Skip the pictures. Reproduce all other material exactly.

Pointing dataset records
******

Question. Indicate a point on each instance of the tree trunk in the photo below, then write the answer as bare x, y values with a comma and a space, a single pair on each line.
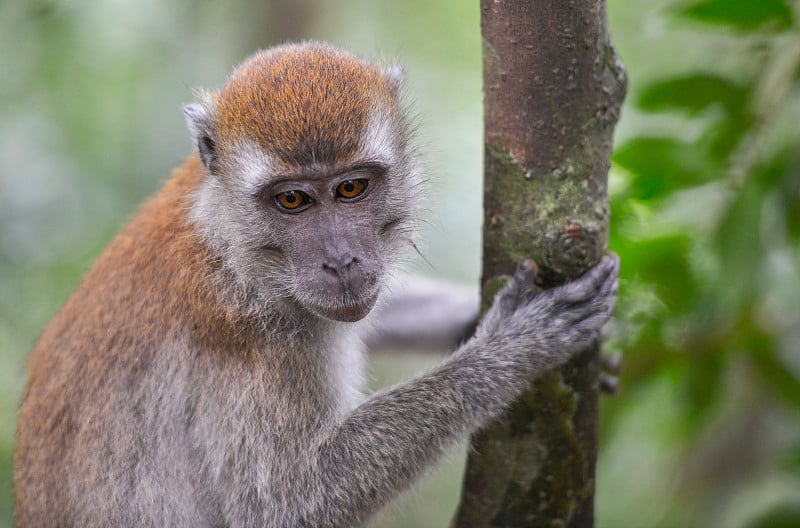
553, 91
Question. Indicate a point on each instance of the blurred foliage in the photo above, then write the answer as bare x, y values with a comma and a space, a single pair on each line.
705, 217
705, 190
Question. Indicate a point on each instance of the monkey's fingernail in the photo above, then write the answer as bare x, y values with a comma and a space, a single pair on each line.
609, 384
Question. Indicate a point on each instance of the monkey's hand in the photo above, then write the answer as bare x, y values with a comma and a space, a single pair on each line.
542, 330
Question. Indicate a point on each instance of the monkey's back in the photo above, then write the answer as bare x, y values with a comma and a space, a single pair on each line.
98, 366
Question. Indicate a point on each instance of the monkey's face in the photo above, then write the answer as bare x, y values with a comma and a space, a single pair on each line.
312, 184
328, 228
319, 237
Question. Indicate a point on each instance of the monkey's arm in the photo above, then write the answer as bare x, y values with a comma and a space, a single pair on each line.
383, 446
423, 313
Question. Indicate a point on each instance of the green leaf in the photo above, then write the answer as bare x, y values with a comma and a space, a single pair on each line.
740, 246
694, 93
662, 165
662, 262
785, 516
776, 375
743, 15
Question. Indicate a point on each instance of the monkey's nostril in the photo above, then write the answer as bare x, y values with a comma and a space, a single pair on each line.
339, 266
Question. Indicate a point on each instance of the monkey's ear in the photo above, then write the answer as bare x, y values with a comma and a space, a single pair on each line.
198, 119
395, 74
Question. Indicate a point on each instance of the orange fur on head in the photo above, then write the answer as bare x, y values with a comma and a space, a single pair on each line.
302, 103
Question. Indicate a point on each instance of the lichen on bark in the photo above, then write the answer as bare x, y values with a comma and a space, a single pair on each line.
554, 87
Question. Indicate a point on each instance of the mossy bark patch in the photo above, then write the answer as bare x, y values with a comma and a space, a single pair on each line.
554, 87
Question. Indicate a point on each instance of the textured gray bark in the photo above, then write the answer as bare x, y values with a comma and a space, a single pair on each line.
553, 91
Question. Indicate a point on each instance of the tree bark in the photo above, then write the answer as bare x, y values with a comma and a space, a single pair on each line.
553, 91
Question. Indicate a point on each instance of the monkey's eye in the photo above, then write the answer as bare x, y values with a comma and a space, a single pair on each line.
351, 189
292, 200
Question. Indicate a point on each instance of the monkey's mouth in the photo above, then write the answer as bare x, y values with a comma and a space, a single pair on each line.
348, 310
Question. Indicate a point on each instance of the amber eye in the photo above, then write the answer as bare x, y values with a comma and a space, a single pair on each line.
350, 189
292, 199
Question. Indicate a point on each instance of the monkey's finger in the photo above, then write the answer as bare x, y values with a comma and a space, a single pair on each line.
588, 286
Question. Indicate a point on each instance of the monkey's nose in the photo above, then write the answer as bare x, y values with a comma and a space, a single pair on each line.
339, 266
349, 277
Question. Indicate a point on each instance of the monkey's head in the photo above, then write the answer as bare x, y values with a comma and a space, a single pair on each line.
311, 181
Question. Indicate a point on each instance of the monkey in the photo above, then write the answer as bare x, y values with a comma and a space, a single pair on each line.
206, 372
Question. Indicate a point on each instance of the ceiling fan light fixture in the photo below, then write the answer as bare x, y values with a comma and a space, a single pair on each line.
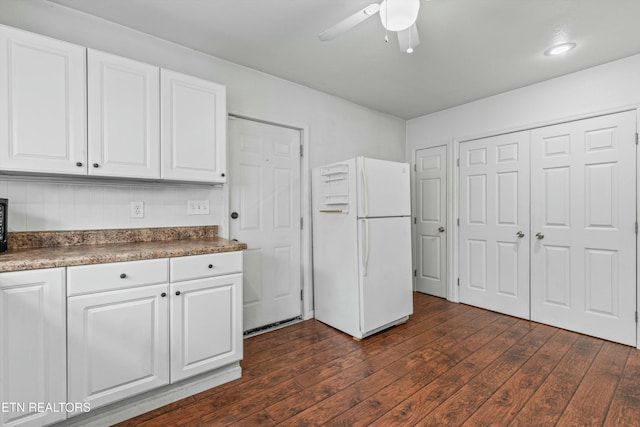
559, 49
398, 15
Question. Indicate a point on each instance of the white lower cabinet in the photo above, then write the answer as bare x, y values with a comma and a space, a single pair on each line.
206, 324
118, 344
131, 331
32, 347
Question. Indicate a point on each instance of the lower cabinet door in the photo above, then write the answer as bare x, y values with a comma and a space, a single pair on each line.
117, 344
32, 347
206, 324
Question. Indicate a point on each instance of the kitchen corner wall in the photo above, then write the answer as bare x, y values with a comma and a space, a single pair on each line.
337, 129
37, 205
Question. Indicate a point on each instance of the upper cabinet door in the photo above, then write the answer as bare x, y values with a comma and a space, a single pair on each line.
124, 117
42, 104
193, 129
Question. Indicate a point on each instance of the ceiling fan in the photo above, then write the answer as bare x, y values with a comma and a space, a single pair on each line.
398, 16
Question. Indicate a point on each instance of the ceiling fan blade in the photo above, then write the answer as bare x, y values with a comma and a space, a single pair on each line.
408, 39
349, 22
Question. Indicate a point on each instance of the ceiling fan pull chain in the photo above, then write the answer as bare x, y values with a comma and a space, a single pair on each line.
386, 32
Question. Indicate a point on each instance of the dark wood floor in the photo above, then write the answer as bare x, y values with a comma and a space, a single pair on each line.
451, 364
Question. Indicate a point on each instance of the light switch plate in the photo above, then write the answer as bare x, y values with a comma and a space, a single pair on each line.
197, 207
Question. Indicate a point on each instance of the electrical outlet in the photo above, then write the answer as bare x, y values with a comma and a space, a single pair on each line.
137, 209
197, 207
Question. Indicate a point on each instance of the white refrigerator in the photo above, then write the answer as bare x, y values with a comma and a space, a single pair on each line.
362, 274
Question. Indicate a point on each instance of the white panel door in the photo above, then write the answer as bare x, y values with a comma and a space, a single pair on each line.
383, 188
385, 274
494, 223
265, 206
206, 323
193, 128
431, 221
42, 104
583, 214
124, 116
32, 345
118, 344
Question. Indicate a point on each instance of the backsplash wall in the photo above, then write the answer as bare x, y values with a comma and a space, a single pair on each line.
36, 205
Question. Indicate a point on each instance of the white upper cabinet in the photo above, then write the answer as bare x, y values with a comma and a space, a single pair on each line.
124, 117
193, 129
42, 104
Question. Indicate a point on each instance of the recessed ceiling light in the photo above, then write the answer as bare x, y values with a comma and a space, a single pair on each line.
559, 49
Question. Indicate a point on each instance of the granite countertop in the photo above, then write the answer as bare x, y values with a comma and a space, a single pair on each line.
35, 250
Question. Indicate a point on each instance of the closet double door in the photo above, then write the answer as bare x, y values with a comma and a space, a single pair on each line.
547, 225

******

Full response:
Question. Indicate a point on each instance of the tree trunk in the photo below, then write the answer as bare x, y values with a comma and a space, a single pair on each line.
553, 91
Question. Indicate a point on each instance of the blurred foliage in the photo above, then write the answer as bare x, y values with a comma and a space, a single pair on each line.
705, 217
705, 190
Question. Indicate a point on each instance of the monkey's fingernail in the photo above, then write the answer as bare x, y values with a comma and a space, a single pair on each line.
609, 384
Question. Indicate a point on each instance of the monkey's hand in the photo above, then write the answer as bare x, y values with a comma and a space, a single pair on each line.
542, 330
Question. Indicate a point on each instance of the monkey's back in the photo above, then write the answer as bare x, y values with a comma and a space, a single pair on each line.
98, 366
Question. Indicate a point on each instance of the monkey's face in the photo above, then write the answer as bare x, y values with a comma and a space, a single pair on each line.
312, 184
328, 228
319, 237
Question. Indicate a point on each instance of the monkey's arm in the photo above, then write the answer as bare x, y values with a comma and a space, a single pair on each line.
383, 446
423, 313
Question. Indicate a point on each instance of the green leaf in the photo above, then write the answer as bare x, y values with a comma and a space, a single pair on each line.
740, 246
694, 93
662, 165
662, 262
785, 516
776, 375
743, 15
Question. Indicate a point on each instance of the monkey's nostril in the photo above, then write the answer as bare x, y values with a comma and a space, a single pair on each line.
339, 266
Question. Indicate a point on each instance of the monkey's ear in the photo above, then write the answer as bare x, y values with a comma and a space, a single pair on each line.
198, 119
395, 74
Question. Indicate a point on each instance of the orange fur on head in the photo above, then write the answer as bare x, y values with a comma and a space, a single pair on each line.
302, 103
Question. Indicate a point on each instance of the lichen on bark in the photo above, then write the answer as bare x, y values with a comma and a space, a single pair on each line.
554, 87
Question. Indicate a point on each instance of the mossy bark patch in the photo above, then write the answer as bare x, y values with a comma and a space, a single pair on each line.
554, 87
Question. Indicate a point on each instance of the textured gray bark in the photo above, then write the answer as bare x, y values with a comma and a space, a single pair on each line.
553, 91
Question. Indicate a point on each instance of the tree bark in the photo above, then write the answer as bare x, y values with a comma and a space, a single pair on each line.
553, 91
Question. Indicate a point on each instance of the monkey's eye in the photo above, then write the answer as bare x, y values with a comma and a space, a single pair on each line.
351, 189
292, 200
Question. Indicate a point on each instance of the monkey's mouth in the photo above, then write the answer as bare x, y values with a comma and a space, a single pair on each line.
348, 310
Question. Indicate a point on each instance of the amber eye in the photo above, then write the answer as bare x, y values with a comma and a space, a single pair on each line.
350, 189
292, 199
Question. Indicate a point on each instance of the monkey's finger in the photo above, then write the answer as bare x, y values with a comma and a space, a single pair on each line.
588, 286
Question. Indicate a point on each instance of the monkey's nose in the photo above, then write the answer as bare x, y values with a comma and a space, a single pair on each line.
339, 266
349, 277
Question. Indicate a point on each instance of the monkey's head in the photo above, then write the answer as bare x, y values with a comma and a space, a single pair on each line.
311, 181
Question. Indicate a point on each instance of the monkey in the photo above, then write the answer as bare x, y values with a comma and a space, a single pair on each line.
206, 372
Question. Indicate a point on each instance of the ceiling fan light fixture in the photo below, then write the answer as bare x, y values with a comma and a space, a single pair on each line.
559, 49
398, 15
Question. Indicate a point on each instance of the white lower cabinet in the photo above, then write the answer as bare x, y values with a comma and a space, a single pair on each line.
206, 324
118, 344
131, 331
32, 347
Question. Indicate a point on each instance of the lower cabinet door in the photo above, then write the answer as bare x, y values with a comma and a space, a single pair on each line.
117, 344
32, 347
206, 324
Question. Indicate a point on each instance of the kitchen corner wall in the photo above, then write the answer as bare x, y values with a comma and a space, a single pair on each line.
337, 129
37, 205
Question. Indicate a point on each instance of the upper cabinet door in the photo above, then write the answer as bare x, y values with a comma and a space, a single pair on each line.
124, 117
42, 104
193, 129
Question. Indicate a point on each instance of the ceiling fan in the photo above, then write the answer as bare x, y values with a comma and a space, a single pair on each line.
398, 16
Question. Indicate a point on each instance of the ceiling fan blade in the photo above, then write the answer as bare x, y values with a comma and a space, a single pair on each line.
408, 39
349, 22
Question. Indicate a point on each instance of the ceiling fan pull chain in the photo above, then write the answer as bare x, y values with a comma and a space, a single pair on each line.
386, 32
Question. Indicate a point on each instance of the dark wood floor in the photo above, then write the answer as bare x, y values with a comma and a space, a single pair on each line.
451, 364
Question. Indicate a point on each instance of the light switch plate in the photo above, then write the answer as bare x, y values with a comma and a space, a single pair on each line.
197, 207
Question. Indicate a point on each instance of the electrical outlet in the photo above, then write the answer as bare x, y values with a comma and a space, a single pair on each line.
137, 209
197, 207
Question. Indicate a point on each instance of the white refrigerator in the photo above, then write the answer as bare x, y values with a comma and a space, a single pair on each line.
362, 274
Question. Indicate a point on each instance of the white panel door in the photo above, then write the answer as bare x, y values with a comma and a space, a single pair on each line.
383, 188
385, 274
494, 223
265, 206
206, 323
193, 128
431, 221
42, 104
583, 214
124, 116
32, 345
118, 344
Question. Indicate a point on each instance of the backsplash wall in the photo above, then write the answer as bare x, y values with a comma and a space, a single pair on each line.
36, 205
Question. Indicate a point on each instance of the white upper cabinet in the photo above, then write the answer as bare x, y values with a comma and a space, a single pair on each line.
124, 117
193, 129
42, 104
Question. Indicate a point on each instance of the recessed ceiling light in the photo above, then write the answer as bare x, y values with a comma and a space, a single pair on each line.
559, 49
Question. Indicate a point on each instance of the granite countertop in the photo above, then write the answer as bare x, y values with a comma and a space, a single pair on each line.
35, 250
Question. Indicate a point on each instance of the closet double door in the photo above, then write the answer as bare x, y values with a comma and a space, a single pair on each line.
547, 225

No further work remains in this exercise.